A cúpula do BRICS na África do Sul é retratada em alguns lugares como um sucesso para a China e a Rússia, com o grupo admitindo seis novos estados-membros, mas muitos observadores enfatizaram corretamente as rivalidades e tensões nacionais dentro desse grupo. O BRICS está dividido entre aqueles que desejam que ele se torne um bloco anti-imperialista ocidental, aqueles que querem um equilíbrio entre os dois blocos e aqueles que, em geral, se inclinam mais para o bloco liderado pelos EUA. Apesar desses fatores, que tenderão a assumir maior importância à medida que as contradições entre os dois blocos dominantes se aprofundarem, a expansão efetiva do BRICS representa um avanço relativo para a China e um alerta para o imperialismo ocidental. Isso também foi expresso na recente reunião de cúpula do G20, em que a declaração final foi descrita por alguns comentaristas como uma vitória da China e da Rússia e um evidente recuo em relação à declaração do ano passado ditada pelo Ocidente, especialmente em relação à guerra na Ucrânia.

O clima extremo causado pelas mudanças climáticas também atingiu novos extremos, com julho de 2023 sendo o mês mais quente desde a industrialização. O Níger e o Gabão se tornaram o quarto e o quinto países da África Ocidental e Central desde 2019 onde ocorreram golpes militares, e outros podem suceder. Os novos governantes militares usam a raiva generalizada contra o imperialismo francês para obter capital político para si mesmos, com outras potências, especialmente a Rússia (muitas vezes por meio do envolvimento do Grupo Wagner), explorando isso para aumentar sua influência e acesso a recursos. A África é um dos campos de batalha mais importantes da Guerra Fria, com o imperialismo dos EUA tentando combater a influência e o poder da China. À margem desse grande confronto, surgem também vários “subenredos” adicionais de tensões interimperialistas, inclusive entre potências nominalmente do “mesmo lado” da Guerra Fria – como entre os regimes saudita e dos Emirados Árabes Unidos na guerra violenta no Sudão, ou entre as potências ocidentais, como demonstrado por sua abordagem diferente em relação ao novo regime militar em Niamei e à guerra de um dia em Nagorno-Karabakh. Nesta era de desordem e crise capitalista, as ações dos governantes locais em manobrar ou alternar entre os blocos imperialistas têm limites evidentes em termos de aliviar a miséria das massas ou garantir qualquer estabilidade significativa do regime.
==================================================
*Tarefa proposta 1*
Reescreva como tabela Markdown tudo o que vai, nas entradas, da linha que contém "the bread crumb" até a linha que contém "Target: bread crumb texture", inclusive ambas. Use as colunas Nº e Linha da entrada e omita as linhas em branco.

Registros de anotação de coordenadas
==================================================
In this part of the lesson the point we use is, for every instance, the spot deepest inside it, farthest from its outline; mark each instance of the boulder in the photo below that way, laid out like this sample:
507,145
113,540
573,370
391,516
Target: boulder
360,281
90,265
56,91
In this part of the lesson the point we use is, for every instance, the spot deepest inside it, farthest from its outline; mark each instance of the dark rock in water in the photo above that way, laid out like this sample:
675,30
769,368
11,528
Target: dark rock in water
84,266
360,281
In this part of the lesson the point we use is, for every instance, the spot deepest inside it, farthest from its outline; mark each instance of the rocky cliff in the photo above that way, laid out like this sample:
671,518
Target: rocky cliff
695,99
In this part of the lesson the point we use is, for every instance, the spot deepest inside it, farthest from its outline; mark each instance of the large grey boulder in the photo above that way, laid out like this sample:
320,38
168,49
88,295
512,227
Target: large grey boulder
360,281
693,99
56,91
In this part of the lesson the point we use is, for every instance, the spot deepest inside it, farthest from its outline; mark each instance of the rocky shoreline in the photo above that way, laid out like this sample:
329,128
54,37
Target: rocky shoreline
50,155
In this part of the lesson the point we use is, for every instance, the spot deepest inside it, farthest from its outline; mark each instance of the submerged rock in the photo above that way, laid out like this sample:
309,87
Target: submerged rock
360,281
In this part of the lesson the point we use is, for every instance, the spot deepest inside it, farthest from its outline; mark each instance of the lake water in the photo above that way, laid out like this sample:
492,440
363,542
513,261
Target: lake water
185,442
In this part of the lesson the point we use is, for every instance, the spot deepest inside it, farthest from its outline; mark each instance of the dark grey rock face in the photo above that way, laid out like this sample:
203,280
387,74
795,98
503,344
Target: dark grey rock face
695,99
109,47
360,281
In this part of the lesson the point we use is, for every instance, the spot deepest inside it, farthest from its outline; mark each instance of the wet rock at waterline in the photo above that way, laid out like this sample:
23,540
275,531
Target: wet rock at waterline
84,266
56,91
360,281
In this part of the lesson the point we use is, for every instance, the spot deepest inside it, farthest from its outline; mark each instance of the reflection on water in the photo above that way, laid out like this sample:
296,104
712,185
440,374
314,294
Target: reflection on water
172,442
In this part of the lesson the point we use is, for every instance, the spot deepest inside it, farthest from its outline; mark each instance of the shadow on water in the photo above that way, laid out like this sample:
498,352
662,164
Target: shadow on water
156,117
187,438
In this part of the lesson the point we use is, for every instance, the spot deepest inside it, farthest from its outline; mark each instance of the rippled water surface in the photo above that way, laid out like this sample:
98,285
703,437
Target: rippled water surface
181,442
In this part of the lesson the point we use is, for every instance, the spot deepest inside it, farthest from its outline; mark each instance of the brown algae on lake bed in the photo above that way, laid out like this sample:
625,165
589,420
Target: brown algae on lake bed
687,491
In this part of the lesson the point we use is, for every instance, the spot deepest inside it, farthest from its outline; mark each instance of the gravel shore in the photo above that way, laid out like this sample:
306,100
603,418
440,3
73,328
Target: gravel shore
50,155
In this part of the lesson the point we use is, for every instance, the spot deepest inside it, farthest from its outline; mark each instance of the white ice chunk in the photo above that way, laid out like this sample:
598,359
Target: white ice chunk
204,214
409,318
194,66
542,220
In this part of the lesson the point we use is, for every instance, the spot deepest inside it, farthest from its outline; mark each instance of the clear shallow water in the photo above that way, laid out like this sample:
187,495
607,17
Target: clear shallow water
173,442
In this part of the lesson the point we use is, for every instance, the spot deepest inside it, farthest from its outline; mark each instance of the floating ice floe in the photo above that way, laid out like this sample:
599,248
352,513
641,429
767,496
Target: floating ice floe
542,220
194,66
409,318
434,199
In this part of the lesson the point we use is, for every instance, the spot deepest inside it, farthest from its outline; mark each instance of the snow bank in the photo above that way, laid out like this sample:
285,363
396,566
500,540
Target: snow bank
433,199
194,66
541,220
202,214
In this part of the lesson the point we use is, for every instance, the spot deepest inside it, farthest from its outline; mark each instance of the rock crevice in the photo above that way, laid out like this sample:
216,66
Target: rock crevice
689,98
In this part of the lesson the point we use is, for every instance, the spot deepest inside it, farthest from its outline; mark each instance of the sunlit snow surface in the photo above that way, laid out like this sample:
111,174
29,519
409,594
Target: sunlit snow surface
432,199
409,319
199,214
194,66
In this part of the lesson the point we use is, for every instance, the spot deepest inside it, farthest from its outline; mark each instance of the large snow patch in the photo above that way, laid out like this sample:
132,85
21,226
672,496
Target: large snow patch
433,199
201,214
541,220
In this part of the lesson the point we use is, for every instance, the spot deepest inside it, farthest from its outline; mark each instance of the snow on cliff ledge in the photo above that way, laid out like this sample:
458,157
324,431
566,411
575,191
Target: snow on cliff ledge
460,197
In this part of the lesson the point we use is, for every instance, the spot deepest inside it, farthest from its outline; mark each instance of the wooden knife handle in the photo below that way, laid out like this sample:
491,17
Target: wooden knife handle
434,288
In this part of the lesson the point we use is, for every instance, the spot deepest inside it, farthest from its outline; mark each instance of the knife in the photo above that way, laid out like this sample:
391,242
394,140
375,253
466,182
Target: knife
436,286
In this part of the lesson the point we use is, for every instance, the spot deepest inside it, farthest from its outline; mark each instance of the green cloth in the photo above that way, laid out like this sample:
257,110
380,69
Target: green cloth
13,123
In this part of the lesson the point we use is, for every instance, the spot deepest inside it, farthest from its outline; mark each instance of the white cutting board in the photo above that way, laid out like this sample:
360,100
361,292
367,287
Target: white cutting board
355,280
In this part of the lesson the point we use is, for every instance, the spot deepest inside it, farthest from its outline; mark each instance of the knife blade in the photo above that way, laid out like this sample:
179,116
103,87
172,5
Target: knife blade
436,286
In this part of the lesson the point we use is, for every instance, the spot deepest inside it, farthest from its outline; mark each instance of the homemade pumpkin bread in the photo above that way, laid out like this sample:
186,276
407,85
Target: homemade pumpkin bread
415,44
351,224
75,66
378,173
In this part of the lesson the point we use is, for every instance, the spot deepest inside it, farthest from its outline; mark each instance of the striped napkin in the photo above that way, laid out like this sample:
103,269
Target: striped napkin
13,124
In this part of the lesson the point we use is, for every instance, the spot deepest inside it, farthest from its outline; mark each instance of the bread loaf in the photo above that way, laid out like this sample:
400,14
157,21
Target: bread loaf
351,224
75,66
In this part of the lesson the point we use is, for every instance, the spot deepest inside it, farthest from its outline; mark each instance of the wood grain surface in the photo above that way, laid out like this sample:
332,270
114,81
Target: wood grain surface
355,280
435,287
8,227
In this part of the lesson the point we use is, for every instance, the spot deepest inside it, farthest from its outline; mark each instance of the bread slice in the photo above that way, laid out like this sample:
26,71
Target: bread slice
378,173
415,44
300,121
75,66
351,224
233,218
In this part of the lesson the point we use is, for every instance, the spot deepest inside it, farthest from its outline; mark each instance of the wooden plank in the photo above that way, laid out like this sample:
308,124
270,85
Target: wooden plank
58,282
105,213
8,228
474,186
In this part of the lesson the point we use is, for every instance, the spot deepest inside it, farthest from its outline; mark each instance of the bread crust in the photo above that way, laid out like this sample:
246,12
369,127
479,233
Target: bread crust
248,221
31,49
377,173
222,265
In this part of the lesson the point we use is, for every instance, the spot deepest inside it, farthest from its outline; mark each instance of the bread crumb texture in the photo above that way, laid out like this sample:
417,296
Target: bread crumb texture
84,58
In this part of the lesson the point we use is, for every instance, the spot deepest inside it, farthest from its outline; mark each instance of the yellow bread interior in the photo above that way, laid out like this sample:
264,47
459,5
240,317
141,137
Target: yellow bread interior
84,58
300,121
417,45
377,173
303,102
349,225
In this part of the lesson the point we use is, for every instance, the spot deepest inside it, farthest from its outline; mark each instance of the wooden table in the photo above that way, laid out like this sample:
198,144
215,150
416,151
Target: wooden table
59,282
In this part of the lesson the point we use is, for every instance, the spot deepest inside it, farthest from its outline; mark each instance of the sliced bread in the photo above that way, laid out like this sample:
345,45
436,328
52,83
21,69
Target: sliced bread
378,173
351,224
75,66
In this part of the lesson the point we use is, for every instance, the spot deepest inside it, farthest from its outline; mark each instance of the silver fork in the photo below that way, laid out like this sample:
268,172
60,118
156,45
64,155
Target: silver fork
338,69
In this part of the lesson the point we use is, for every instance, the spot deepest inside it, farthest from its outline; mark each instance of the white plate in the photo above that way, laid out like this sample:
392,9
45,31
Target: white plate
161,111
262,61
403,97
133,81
==================================================
*Tarefa proposta 2*
Dê continuidade ao texto sobre a geopolítica mundial a partir do ponto em que ele termina.

*Resposta esperada 1*
| Nº | Linha da entrada |
|---|---|
| 1 | In this part of the lesson the point we use is, for every instance, the spot deepest inside it, farthest from its outline; mark each instance of the bread crumb texture in the photo above that way, laid out like this sample: |
| 2 | 417,296 |
| 3 | Target: bread crumb texture |

*Resposta esperada 2*
Os limites das potências não regionais que tentam manobrar entre os blocos imperialistas mundiais foram demonstrados pela posição desesperada do governo de Pashinyan, na Armênia, diante da iniciativa do Azerbaijão de “finalizar” seu controle de Nagorno-Karabakh na continuação da guerra de 2020. Pashinyan não conseguiu garantir o apoio da Rússia ou do Ocidente depois de esperar obter alguma vantagem por meio de negociações limitadas com ambos os campos – inclusive por não apoiar a invasão da Ucrânia por Putin, mas ao mesmo tempo se recusar a aderir às sanções contra a Rússia. As exportações armênias para a Rússia aumentaram três vezes este ano. A visita da esposa de Pashinyan à Ucrânia, com a promessa de fornecer ajuda humanitária, e até mesmo o recente pequeno exercício militar conjunto de soldados armênios e estadunidenses perto de Yerevan (em 20 de setembro) não chegaram perto de contrabalançar os laços crescentes entre o imperialismo ocidental e o Azerbaijão, também devido à sua busca por fontes alternativas ao petróleo e ao gás da Rússia.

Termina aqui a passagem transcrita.